→ **Work required**
The lines to return are the one containing "Could you please locate the blue and" and all that follow it in the entries below, duplicated exactly and nothing else.

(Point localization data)
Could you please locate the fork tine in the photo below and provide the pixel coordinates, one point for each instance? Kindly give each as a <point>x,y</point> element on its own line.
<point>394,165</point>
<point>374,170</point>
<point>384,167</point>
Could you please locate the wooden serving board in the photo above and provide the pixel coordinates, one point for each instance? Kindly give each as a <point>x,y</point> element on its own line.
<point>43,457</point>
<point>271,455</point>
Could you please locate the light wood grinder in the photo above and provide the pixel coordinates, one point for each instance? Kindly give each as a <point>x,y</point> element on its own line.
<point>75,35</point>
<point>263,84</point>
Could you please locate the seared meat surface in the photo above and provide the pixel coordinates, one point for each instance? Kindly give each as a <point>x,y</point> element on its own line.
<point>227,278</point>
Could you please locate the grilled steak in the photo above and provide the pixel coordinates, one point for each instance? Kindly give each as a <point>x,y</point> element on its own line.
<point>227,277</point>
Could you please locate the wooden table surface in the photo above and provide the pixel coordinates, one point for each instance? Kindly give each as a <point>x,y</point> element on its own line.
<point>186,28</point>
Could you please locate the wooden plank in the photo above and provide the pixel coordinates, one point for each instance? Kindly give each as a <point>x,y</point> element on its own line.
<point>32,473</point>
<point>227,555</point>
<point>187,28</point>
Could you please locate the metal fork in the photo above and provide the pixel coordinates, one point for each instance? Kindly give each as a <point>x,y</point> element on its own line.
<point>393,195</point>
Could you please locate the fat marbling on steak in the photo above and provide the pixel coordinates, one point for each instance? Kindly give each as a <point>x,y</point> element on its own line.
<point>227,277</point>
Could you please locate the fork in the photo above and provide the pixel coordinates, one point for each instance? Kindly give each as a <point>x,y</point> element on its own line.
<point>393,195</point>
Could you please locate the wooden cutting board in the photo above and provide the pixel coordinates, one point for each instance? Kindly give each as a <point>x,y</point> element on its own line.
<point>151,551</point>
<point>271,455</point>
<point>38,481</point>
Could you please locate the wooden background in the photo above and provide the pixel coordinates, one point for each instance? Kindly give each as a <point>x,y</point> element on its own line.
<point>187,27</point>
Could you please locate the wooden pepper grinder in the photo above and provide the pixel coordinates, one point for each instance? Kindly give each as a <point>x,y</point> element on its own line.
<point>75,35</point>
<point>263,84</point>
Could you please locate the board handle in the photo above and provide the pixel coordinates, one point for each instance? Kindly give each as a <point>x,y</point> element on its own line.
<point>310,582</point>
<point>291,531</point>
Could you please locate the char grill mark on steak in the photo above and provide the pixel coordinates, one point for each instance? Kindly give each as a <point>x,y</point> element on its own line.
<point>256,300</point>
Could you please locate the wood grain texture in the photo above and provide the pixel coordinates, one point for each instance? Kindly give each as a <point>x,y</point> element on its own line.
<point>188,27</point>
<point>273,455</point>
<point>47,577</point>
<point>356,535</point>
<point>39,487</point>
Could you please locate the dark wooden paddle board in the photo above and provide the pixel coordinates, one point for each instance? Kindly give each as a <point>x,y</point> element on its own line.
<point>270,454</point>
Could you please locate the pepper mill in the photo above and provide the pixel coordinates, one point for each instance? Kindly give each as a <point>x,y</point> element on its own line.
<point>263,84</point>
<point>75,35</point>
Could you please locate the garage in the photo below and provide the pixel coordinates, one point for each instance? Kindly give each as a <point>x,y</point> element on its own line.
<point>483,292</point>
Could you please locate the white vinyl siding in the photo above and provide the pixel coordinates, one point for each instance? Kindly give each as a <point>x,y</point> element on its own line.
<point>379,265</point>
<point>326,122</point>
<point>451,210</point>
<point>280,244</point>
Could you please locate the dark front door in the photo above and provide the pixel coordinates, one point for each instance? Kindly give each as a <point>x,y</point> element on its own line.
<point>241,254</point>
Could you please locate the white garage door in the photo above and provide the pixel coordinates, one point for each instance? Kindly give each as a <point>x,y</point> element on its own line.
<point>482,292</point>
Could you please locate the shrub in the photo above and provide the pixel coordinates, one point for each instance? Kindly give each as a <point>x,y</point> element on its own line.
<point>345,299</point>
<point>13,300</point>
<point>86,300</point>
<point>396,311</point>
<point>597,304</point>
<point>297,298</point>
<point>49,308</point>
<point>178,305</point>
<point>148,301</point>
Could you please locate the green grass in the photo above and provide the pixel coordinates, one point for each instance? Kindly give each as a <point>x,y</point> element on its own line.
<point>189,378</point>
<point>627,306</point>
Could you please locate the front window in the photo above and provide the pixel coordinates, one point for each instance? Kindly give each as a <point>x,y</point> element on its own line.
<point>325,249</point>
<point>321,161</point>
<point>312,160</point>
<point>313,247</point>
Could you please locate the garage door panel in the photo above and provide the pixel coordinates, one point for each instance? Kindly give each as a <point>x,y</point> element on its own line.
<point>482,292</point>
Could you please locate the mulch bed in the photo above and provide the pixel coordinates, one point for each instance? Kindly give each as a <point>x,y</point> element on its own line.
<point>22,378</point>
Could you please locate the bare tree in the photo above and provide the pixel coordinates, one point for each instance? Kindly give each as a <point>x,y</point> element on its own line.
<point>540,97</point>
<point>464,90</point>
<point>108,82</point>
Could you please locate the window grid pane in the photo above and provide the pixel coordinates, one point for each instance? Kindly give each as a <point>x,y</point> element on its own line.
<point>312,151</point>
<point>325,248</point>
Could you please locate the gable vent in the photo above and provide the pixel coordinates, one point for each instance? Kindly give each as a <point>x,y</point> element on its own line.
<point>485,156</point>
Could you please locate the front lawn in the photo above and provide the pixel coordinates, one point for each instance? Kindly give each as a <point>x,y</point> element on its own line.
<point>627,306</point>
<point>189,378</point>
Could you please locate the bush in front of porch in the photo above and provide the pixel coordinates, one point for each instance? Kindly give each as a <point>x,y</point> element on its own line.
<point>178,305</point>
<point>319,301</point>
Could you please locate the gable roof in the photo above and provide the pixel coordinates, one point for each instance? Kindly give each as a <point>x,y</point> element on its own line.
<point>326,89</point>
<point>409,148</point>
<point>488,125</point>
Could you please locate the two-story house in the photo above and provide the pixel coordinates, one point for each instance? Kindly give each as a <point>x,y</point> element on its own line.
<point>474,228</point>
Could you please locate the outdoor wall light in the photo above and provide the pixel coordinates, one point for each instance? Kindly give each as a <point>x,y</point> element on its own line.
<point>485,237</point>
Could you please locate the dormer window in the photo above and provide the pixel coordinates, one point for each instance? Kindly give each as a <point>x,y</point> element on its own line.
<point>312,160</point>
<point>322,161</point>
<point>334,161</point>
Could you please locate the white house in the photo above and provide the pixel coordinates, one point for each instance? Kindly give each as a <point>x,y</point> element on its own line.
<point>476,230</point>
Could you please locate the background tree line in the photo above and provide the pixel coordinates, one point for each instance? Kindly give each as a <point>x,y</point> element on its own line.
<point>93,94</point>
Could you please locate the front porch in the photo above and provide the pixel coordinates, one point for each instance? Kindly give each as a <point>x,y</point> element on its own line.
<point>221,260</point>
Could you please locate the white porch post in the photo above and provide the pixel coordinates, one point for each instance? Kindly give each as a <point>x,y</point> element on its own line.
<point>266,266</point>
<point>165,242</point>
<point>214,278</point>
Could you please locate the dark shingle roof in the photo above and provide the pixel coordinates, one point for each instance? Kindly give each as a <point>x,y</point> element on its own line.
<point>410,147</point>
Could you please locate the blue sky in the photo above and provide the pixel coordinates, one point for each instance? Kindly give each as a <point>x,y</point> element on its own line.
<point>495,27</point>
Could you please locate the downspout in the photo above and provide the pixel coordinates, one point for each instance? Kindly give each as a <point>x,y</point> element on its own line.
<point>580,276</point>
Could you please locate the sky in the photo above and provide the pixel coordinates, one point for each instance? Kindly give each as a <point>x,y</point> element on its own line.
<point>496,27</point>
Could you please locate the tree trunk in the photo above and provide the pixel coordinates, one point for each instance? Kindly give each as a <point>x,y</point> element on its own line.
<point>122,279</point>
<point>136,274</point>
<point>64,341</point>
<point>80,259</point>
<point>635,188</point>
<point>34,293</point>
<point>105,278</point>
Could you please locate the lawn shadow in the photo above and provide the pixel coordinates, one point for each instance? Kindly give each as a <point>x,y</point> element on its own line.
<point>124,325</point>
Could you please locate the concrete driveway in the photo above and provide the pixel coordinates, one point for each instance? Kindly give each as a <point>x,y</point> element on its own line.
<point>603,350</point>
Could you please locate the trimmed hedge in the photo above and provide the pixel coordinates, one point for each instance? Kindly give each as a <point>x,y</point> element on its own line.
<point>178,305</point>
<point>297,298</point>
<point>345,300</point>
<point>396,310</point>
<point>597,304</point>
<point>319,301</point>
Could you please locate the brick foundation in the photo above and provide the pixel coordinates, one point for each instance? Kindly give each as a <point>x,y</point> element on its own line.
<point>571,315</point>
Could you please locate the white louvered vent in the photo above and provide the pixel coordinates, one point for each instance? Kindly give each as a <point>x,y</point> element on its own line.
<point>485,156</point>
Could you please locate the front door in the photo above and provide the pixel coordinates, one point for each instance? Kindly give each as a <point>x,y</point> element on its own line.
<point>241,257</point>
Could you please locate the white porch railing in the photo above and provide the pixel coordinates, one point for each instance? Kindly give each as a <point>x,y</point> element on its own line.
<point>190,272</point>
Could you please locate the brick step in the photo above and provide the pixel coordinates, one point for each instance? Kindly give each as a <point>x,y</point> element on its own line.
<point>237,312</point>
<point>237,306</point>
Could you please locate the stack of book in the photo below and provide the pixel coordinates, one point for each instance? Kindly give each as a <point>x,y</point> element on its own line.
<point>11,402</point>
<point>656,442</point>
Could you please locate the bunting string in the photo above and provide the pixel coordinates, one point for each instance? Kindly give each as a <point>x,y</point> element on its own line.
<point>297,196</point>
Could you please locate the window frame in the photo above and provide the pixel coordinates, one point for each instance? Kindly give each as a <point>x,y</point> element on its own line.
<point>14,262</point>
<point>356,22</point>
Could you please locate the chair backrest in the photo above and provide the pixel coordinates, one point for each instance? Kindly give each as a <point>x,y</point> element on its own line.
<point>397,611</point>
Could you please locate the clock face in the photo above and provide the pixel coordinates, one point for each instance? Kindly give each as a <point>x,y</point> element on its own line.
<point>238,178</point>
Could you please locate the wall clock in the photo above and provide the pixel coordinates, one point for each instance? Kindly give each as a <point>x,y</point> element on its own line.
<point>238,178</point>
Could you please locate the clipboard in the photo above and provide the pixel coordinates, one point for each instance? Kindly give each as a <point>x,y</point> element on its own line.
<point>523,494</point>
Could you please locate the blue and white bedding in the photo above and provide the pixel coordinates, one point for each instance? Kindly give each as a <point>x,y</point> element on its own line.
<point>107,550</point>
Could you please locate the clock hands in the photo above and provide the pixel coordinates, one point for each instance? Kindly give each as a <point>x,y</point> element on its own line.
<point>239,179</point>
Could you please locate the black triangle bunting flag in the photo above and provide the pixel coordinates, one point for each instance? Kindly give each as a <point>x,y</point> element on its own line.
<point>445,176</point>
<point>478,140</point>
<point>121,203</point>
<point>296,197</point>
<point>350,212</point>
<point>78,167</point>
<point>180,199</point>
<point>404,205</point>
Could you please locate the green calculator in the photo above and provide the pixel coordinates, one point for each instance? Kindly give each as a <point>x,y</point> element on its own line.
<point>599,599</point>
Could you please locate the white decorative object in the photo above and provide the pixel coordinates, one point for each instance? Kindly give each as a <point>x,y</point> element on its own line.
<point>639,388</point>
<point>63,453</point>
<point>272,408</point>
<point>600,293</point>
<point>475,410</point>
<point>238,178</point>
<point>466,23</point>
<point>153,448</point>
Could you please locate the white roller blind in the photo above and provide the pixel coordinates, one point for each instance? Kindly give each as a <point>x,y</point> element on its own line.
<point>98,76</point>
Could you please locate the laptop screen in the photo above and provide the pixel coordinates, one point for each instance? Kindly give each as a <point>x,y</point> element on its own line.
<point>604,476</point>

→ **Answer to the exercise**
Could you please locate the blue and white bedding in the photo above and provide the pixel coordinates, one point for each instance? Kindly give each as a <point>x,y</point> element on its own line.
<point>107,550</point>
Could you please locate the clock hands in the photo above and provide the pixel coordinates, one point for each instance? Kindly give each as a <point>x,y</point> element on its own line.
<point>239,179</point>
Could you please locate the black triangle bunting flag in the photo above and provide the pixel coordinates, one point for each instance? Kindly give each as a <point>x,y</point> element on its own line.
<point>445,176</point>
<point>478,140</point>
<point>121,203</point>
<point>296,197</point>
<point>350,212</point>
<point>78,167</point>
<point>180,199</point>
<point>404,205</point>
Could you please locate the green calculator in the photo above and provide the pixel coordinates, one point for each instance? Kindly give each as a <point>x,y</point> element on its own line.
<point>599,599</point>
Could you please locate the white decorative object in the photo above and provide the pixel coordinates, one point for each instance? Kindly give each as a <point>x,y</point> element on its own line.
<point>639,388</point>
<point>63,453</point>
<point>272,408</point>
<point>600,293</point>
<point>475,410</point>
<point>238,178</point>
<point>466,23</point>
<point>153,448</point>
Could you please locate the white roller blind in the photo above and provide the pixel coordinates, one point for each instance? Kindly give each as a <point>x,y</point> element on its own line.
<point>98,76</point>
Could you please locate the laptop screen in the photo above and provide the pixel coordinates, one point for each instance? Kindly give each as a <point>x,y</point> element on its own line.
<point>604,476</point>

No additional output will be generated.